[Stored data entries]
▬▬▬▬▬▬

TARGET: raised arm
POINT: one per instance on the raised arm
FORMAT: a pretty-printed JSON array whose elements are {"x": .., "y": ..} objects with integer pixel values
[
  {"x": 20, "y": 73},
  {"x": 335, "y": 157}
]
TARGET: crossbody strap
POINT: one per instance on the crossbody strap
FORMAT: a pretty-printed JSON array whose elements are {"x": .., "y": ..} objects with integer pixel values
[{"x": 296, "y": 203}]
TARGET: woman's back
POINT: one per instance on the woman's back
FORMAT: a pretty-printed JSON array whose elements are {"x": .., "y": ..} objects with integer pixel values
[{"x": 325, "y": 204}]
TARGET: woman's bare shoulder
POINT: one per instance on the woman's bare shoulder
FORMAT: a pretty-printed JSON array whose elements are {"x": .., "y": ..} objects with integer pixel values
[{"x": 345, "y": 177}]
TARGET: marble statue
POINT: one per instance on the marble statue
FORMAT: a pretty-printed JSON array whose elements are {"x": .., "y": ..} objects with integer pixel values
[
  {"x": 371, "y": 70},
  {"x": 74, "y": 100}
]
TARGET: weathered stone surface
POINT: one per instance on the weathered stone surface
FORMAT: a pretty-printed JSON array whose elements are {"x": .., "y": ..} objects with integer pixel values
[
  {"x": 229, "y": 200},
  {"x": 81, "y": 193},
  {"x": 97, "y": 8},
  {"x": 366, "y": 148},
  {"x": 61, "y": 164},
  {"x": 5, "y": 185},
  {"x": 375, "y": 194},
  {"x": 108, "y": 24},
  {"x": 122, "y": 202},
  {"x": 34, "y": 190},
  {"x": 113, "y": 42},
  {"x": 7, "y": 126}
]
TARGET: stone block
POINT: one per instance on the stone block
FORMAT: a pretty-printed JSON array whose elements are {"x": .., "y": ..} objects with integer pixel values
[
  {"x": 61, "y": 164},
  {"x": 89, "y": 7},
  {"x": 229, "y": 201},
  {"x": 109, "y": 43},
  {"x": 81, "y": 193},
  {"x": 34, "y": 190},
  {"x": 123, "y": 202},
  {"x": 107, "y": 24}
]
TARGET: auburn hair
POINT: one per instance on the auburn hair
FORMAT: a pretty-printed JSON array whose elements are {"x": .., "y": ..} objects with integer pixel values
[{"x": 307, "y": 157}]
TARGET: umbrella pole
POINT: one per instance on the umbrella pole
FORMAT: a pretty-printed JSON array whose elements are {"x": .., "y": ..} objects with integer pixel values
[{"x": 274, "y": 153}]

▬▬▬▬▬▬

#### TASK TO COMPLETE:
Show, from the entries above, every line that includes the string "raised".

#### ANSWER FOR THIS EXERCISE:
TARGET: raised arm
POINT: one per instance on the raised arm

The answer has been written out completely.